_ACTIVITIES_
a - Copy out the blog posts between "Tuesday, September 23, 2008" and "would do so.", inclusive.
b - Extend the blog posts, picking up right after their last sentence.

_TEXT BLOCK_
I had a hard time navigating to a specific place, but The Smithsonian is a good place to start.

Have fun!

Tuesday, September 23, 2008

Burping Baby Baboons

Do other species than humans have to burp their babies? Do non-human primate mothers walk around all day patting their babies on the back?

If not, why do human infants need help getting gas out?

Sex ed is viewed differently from other ed

This morning NPR's Diane Rehm show had a panel discussion about abstinence only versus comprehensive sexual education. I only listened to part of it, but it struck me that the panelist in favor of abstinence only sex ed thought that teaching students how to have sex safely before marriage would make it likely that the students would do so.

That's a common argument against sex ed, that giving the information in school also gives permission, and I've heard that argument before. But today I thought about what else is taught in school and therefore has the same authority and acceptance; iambic pentameter for example. Various forms of poetry are taught in high school English classes, but parents don't worry much about their children becoming poets against their wishes.

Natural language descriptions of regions
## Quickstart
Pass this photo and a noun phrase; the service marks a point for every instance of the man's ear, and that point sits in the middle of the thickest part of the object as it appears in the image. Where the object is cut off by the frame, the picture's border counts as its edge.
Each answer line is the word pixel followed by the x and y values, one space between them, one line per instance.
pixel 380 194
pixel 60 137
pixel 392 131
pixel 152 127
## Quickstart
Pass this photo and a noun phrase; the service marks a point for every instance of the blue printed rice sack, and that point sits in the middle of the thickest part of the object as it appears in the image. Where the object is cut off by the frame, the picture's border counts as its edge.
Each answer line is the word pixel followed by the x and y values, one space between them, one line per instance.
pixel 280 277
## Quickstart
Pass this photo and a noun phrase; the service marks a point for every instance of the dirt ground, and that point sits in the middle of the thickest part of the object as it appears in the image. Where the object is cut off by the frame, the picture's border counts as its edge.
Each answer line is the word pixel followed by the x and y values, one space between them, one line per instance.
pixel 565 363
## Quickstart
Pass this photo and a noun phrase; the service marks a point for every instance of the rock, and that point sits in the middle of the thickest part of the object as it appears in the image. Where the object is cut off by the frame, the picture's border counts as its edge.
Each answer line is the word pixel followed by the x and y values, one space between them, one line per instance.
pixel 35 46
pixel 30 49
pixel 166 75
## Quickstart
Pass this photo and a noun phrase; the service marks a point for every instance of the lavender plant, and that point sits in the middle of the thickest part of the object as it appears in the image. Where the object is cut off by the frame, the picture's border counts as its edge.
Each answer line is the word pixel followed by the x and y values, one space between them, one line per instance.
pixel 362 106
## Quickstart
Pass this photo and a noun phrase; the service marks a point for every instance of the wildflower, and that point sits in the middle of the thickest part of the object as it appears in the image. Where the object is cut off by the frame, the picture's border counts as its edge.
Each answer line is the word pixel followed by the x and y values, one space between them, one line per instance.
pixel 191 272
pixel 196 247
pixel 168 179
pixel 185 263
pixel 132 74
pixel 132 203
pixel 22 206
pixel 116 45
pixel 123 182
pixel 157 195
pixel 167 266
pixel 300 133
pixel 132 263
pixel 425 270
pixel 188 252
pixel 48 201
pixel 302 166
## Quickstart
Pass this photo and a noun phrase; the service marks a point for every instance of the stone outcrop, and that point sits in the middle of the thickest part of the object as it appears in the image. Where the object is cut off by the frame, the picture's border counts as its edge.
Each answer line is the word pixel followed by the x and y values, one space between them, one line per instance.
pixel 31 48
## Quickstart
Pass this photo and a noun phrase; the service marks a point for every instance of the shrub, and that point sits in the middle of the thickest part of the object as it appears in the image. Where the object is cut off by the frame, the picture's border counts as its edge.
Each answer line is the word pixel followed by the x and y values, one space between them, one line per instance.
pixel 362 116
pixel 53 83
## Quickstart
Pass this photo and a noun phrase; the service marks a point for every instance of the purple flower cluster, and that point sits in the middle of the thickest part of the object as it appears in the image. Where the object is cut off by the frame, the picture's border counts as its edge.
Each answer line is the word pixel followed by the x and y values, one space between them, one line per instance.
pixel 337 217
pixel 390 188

_WRITTEN RESPONSES_
a -
Tuesday, September 23, 2008

Burping Baby Baboons

Do other species than humans have to burp their babies? Do non-human primate mothers walk around all day patting their babies on the back?

If not, why do human infants need help getting gas out?

Sex ed is viewed differently from other ed

This morning NPR's Diane Rehm show had a panel discussion about abstinence only versus comprehensive sexual education. I only listened to part of it, but it struck me that the panelist in favor of abstinence only sex ed thought that teaching students how to have sex safely before marriage would make it likely that the students would do so.

b -
Clearly there is something about sex that entices kids that poetry, history, chemistry, or other school topics lack.

I'm in favor of comprehensive sex ed; I think children should have the information and that parents can try to guide them about whether or when to use it.

Remember that kids talk to each other. Someone who won't have sex before marriage likely has friends who will. Let's educate everyone so that the locker room conversations can be accurate and useful.

Wednesday, September 17, 2008

Breastfeeding: Tricker than I'd expected

It never occurred to me to wonder about the functional details of breastfeeding until recently. I figured that hormones Did Things to the mother's breasts, infants suck instinctively, and it would work as simply as an adult drinking through a straw. I'd heard about women having trouble with not producing enough milk or with sore nipples. When I thought about it at all, I assumed that nipples became sore because they were chapped and that some type of lotion would help.

My assumptions were wrong.

Yes, infants suck instinctively, but they can latch onto the nipple correctly or incorrectly. An incorrect latch hurts. It can hurt a little bit, or it can cause feet-kicking, face-scrunching pain. Have you ever sprained a joint and had to hop on the other foot or wave the other hand while saying "ow, ow, ow" (or something less polite) in a very loud voice in order to handle the pain? It's like that, eight to ten times a day.

I now understand why some animals abandon their young.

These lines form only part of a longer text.